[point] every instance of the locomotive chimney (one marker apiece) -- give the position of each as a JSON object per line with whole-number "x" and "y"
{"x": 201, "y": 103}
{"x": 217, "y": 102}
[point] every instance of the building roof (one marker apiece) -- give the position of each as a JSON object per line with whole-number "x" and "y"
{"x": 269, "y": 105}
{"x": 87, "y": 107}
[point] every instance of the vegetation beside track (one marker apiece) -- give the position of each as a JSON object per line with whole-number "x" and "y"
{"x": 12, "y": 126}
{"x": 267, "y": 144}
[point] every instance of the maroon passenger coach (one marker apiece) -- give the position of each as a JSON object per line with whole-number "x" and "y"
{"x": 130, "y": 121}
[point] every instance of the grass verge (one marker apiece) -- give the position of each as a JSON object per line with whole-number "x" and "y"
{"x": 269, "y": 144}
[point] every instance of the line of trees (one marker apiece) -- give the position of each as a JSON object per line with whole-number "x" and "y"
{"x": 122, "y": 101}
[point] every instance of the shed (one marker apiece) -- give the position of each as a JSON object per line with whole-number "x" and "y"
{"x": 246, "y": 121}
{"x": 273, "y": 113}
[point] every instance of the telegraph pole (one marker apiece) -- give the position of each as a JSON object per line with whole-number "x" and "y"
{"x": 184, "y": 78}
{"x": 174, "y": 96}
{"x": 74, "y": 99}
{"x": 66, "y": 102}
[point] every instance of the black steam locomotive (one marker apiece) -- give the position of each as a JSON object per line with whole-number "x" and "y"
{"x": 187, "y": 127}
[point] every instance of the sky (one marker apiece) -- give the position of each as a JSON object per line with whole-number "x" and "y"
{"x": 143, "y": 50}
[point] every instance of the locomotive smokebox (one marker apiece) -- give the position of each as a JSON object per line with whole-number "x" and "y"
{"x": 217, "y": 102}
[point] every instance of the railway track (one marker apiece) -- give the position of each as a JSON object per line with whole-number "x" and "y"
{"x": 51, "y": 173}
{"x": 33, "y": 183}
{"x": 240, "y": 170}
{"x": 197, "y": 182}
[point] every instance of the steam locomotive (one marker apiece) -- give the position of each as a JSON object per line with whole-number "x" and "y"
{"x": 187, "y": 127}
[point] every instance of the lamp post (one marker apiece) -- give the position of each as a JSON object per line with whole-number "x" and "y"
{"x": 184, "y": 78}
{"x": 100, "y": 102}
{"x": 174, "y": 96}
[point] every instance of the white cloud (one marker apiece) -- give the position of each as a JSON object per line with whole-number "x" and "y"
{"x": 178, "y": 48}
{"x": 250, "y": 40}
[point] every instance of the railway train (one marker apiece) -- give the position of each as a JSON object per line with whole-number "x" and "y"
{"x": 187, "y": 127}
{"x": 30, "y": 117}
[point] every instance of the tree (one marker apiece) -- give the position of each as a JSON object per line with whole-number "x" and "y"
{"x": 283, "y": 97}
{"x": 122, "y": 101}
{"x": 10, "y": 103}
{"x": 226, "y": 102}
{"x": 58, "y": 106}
* * * * *
▶ [Stated goal] Return all of the lines above word for word, changing nothing.

▶ [Exercise solution]
[point] every instance of the locomotive chimney (one marker apiece) -- give the position of each as a JSON object per line with whole-number "x" and "y"
{"x": 201, "y": 103}
{"x": 217, "y": 102}
[point] every instance of the building roof (one marker apiece) -- give the position of each as a JSON object per line with whole-number "x" and "y"
{"x": 269, "y": 105}
{"x": 87, "y": 107}
[point] every instance of the vegetation beside track (one marker apiece) -- give the position of each as a JSON object per line with whole-number "x" and "y"
{"x": 12, "y": 126}
{"x": 267, "y": 144}
[point] every instance of the maroon passenger coach (one marker apiece) -- give the position of each as a JSON object per line with whole-number "x" and "y"
{"x": 130, "y": 121}
[point] every instance of the grass verge (one marker apiece) -- give the position of each as a JSON object per line with whole-number "x" and "y"
{"x": 269, "y": 144}
[point] every instance of the line of trees (one marker apiece) -- give the position of each as a JSON object per line with whole-number "x" and "y"
{"x": 122, "y": 101}
[point] every instance of the shed (one marker apiece) -- give the position of each as a JSON object per line with whole-number "x" and "y"
{"x": 246, "y": 121}
{"x": 273, "y": 113}
[point] every instance of the telegraph pole (one marker apiece) -- give the position of each as a JSON object per line with whole-number "x" and "y"
{"x": 184, "y": 78}
{"x": 174, "y": 96}
{"x": 74, "y": 99}
{"x": 66, "y": 102}
[point] every instance of the black steam locomotive (one marker apiece) -- give the position of each as a JSON object per line with whole-number "x" and "y"
{"x": 187, "y": 127}
[point] every instance of the sky (one marker apiece) -- give the position of each as a JSON object per line with whole-number "x" and "y"
{"x": 143, "y": 50}
[point] every instance of the locomotive smokebox (one marker apiece) -- give the position of each as a JSON object per line with whole-number "x" and "y"
{"x": 217, "y": 102}
[point] every instance of the railway track (one marker apiece) -- give the position of each as a JSON object per line with whole-number "x" and "y"
{"x": 51, "y": 173}
{"x": 33, "y": 183}
{"x": 240, "y": 170}
{"x": 197, "y": 182}
[point] every instance of the steam locomotive (one marker apiece) -- give the position of each as a JSON object per line with whole-number "x" and "y"
{"x": 187, "y": 127}
[point] every instance of the lamp post (one marker apiece) -- give the position of each as a JSON object per line with whole-number "x" and "y"
{"x": 184, "y": 78}
{"x": 100, "y": 102}
{"x": 174, "y": 96}
[point] every instance of the white cloud (one marker apiece) -- give the position of each as a JSON object per line with whole-number "x" and "y"
{"x": 178, "y": 48}
{"x": 250, "y": 40}
[point] every instance of the railway train (one marker apiece) -- give the position of each as a JSON object per line with whole-number "x" and "y"
{"x": 187, "y": 127}
{"x": 30, "y": 117}
[point] every instance of the tree (one marker apiece) -- give the position of each as a JSON object per line with whole-number "x" and "y"
{"x": 283, "y": 97}
{"x": 122, "y": 101}
{"x": 10, "y": 103}
{"x": 226, "y": 102}
{"x": 58, "y": 106}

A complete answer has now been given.